::: Records shown

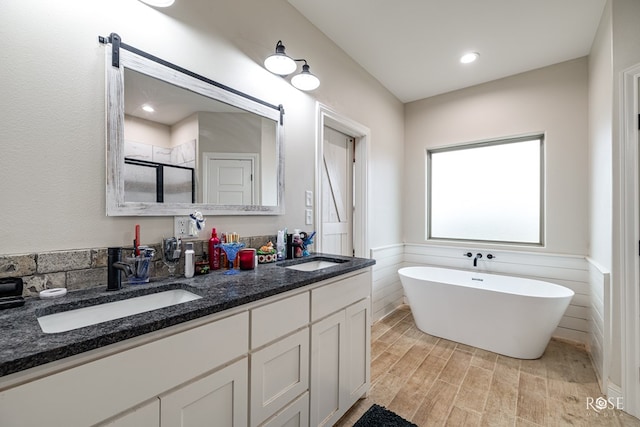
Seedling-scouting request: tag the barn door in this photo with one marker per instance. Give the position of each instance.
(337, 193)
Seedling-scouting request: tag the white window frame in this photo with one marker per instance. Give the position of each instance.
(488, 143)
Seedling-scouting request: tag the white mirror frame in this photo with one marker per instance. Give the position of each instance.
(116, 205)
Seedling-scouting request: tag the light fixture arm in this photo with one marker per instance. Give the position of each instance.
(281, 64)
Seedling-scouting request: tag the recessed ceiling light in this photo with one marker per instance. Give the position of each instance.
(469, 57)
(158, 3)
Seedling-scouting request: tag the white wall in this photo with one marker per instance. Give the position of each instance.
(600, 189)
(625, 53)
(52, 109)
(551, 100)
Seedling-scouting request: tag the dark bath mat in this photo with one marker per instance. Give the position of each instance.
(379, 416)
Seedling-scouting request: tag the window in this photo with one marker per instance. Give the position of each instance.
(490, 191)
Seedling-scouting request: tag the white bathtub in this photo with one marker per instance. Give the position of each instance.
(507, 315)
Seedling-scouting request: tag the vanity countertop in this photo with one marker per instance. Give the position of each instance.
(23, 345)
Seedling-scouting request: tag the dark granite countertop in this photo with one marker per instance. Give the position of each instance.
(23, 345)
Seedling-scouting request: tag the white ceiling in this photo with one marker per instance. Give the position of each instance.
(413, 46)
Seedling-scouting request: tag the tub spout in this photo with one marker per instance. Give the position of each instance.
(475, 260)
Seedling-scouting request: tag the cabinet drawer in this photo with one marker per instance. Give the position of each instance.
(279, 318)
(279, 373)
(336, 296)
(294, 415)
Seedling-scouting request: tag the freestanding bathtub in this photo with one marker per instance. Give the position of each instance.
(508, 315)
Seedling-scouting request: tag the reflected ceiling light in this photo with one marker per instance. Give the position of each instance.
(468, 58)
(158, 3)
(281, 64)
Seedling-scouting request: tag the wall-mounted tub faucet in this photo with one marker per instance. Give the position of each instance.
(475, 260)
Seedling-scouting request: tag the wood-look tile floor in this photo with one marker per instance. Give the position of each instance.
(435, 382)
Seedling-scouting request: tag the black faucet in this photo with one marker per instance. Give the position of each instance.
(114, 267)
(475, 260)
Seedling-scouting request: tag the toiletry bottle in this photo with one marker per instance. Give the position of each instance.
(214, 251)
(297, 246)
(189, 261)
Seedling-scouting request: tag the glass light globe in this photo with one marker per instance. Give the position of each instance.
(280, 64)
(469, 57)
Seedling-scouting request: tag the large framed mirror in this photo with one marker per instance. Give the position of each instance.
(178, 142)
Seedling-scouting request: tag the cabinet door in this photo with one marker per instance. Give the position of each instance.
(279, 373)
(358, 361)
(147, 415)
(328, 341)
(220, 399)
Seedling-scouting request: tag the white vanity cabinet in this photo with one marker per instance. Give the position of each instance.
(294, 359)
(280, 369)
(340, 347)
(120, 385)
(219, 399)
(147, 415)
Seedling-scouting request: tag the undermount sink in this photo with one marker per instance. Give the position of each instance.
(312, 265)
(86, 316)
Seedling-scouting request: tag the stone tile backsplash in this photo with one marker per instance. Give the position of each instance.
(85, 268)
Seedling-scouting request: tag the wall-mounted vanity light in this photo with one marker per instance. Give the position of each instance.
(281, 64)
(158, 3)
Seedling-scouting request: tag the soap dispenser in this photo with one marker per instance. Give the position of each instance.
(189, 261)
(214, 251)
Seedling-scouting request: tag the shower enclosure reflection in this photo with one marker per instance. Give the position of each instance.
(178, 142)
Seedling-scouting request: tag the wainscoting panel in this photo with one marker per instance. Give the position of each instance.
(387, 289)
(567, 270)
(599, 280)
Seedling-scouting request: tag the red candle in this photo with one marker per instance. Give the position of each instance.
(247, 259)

::::::

Given request - Copy all the records above exactly, but leave out the pictures.

Answer to the exercise -
Seedling-scouting request: tag the barn door in this photo with one marker per instance. Give the position of each instance.
(337, 193)
Seedling-scouting request: tag the white window frame in this photo with one marker per instance. Give the position of each instance.
(488, 143)
Seedling-scouting request: tag the white mirror frame in this photo with one marker per instance. Give the position of each instance.
(116, 205)
Seedling-scouting request: tag the light fixture arm in this photo with one marker per instance. Give the position of each instance.
(281, 64)
Seedling-scouting request: tag the recessed ceiling light in this photo with one marker per instance. Give the position of each instance.
(469, 57)
(158, 3)
Seedling-scouting request: tag the white wall in this photo with one marker per instance. Give the position of each instance.
(600, 189)
(625, 53)
(52, 109)
(551, 100)
Seedling-scouting request: tag the dark bath mat in this photo with one marker per instance. Give the position of each instance.
(379, 416)
Seedling-scouting request: tag the window in this photo with one marker per instance. Give the position of each instance.
(490, 191)
Seedling-scouting request: tag the white bathtub in this photo with one marker per instance. Give the position of each instance.
(507, 315)
Seedling-scouting request: tag the vanity countertop in this photo with one marker per instance. Give the position of each instance.
(23, 345)
Seedling-scouting request: tag the dark granite countertop in this photo with one marker per instance. Give the position of each instance.
(23, 345)
Seedling-scouting request: tag the white ceiling in this photo with one marker per instance. Give the position of each instance.
(413, 46)
Seedling-scouting request: tag the tub spout in this photo with one marker per instance. Give the position of each instance.
(475, 260)
Seedling-scouting request: tag the cabinet drawer in this photo with one marker per instance. Give the position of each instance.
(279, 318)
(279, 373)
(336, 296)
(294, 415)
Seedling-scouting request: tag the freestanding bathtub in this photo with one marker per instance. Give the position of each instance.
(508, 315)
Seedling-scouting request: tag the reflected ceiling light in this photo with one marker per instance. Give the position of each instance.
(468, 58)
(158, 3)
(281, 64)
Seedling-scouting request: tag the wall-mounted tub faucet in this photo with one marker per instance. Give the position of each instance.
(475, 260)
Seedling-scouting request: tag the wood-look tile floor in this photo with one marker per instance. Give the position of each instance.
(435, 382)
Seedling-scouting request: tag the black faucet in this photo with one marker per instance. Give the position of each instance.
(114, 267)
(475, 260)
Seedling-scouting request: tag the toiletry bottle in this photo with one marker per instance. Give the position of each instance.
(214, 251)
(297, 246)
(189, 261)
Seedling-scouting request: tag the glass light globe in this photo with one marker per instance. Give the position of each instance.
(280, 64)
(469, 57)
Seedling-scouting request: tag the large framed mirror in this photo with one marker per instance. Give the position of each instance.
(178, 142)
Seedling-scouting request: tag the cabinet door in this photo with one marker per instance. Give the position of each instance.
(279, 373)
(358, 361)
(147, 415)
(328, 341)
(220, 399)
Seedling-scouting request: tag the white vanity cabinet in this photo with one marker per instance. Give the position of each instance.
(294, 359)
(280, 369)
(340, 347)
(120, 385)
(219, 399)
(147, 415)
Seedling-scouting request: tag the undermount sink in this photo with one marker per instance. Give the position of each instance.
(312, 265)
(86, 316)
Seedling-scouting request: tag the stone tile backsplash in this photo with one marker per instance. Give the position of each instance.
(85, 268)
Seedling-scouting request: tag the wall-mounted vanity light in this photo with one marker per instance. Give the position of each instance.
(281, 64)
(158, 3)
Seedling-scouting request: tag the soap dispenser in this photo with one marker per instance. Give the position of each instance.
(189, 261)
(214, 251)
Seedling-scouting request: tag the shower enclosure reflection in this photo with one marker per instance. Give the position of each instance.
(178, 142)
Seedling-scouting request: tag the wainscoting panel in this photo with one marker per instance. Give the position of each instance.
(387, 289)
(567, 270)
(599, 280)
Seedling-scouting request: tag the red candle in this photo with one marker per instance. Give the position of each instance.
(247, 259)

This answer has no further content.